## Brief
In the flood report below, rewrite the passage that begins at "Washington County Sheriff" and ends after "past hillsbridge road.", replacing "Main Street" with "Second Street".

## Passage provided
By: Leslie Barrett, Todd Baucher, Erin Pulsanti Email
By: Leslie Barrett, Todd Baucher, Erin Pulsanti Email

Updated 3/6/2011 5:17 p.m.

The flood watch for the Mid-Ohio Valley has been cancelled but there are reports of elevated creeks and streams in the area.

Washington County Sheriff Larry Mincks said Duck Creek in Macksburg, Washington County is over its bank and water is covering Main Street. Near New Matamoras, Sheriff Mincks said water is across both lanes of North Fork Road in Grandview Township. Officials also report water on Cornerville Road in Reno and County rd 9 just past hillsbridge road.

Washington County authorities say drivers should not drive through the water on these roads especially since you do not know how deep it is.

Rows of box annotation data
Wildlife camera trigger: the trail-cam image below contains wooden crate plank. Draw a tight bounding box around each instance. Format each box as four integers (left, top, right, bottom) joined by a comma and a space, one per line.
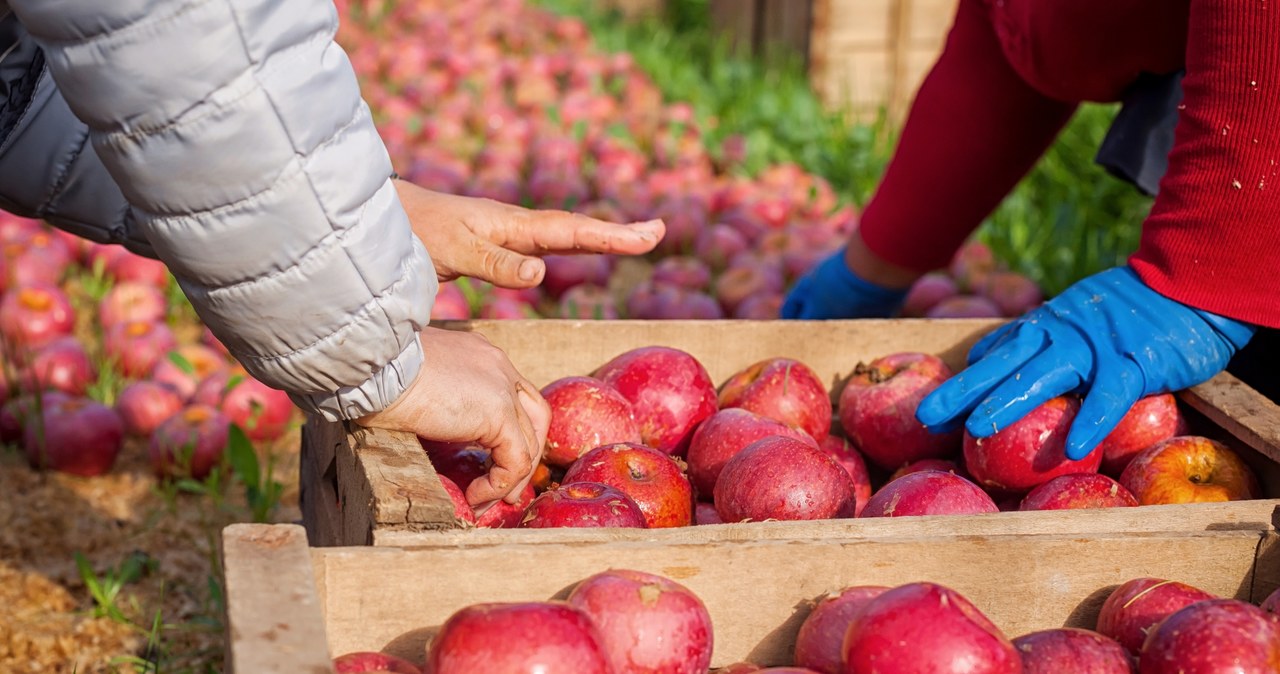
323, 532, 1275, 666
221, 524, 333, 674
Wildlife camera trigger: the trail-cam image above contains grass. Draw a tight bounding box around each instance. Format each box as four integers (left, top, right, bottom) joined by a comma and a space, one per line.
538, 0, 1151, 294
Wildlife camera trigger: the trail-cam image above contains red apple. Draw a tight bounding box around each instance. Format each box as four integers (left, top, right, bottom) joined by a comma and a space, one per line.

## Solution
Washington County Sheriff Larry Mincks said Duck Creek in Macksburg, Washington County is over its bank and water is covering Second Street. Near New Matamoras, Sheriff Mincks said water is across both lanes of North Fork Road in Grandview Township. Officials also report water on Cornerville Road in Reno and County rd 9 just past hillsbridge road.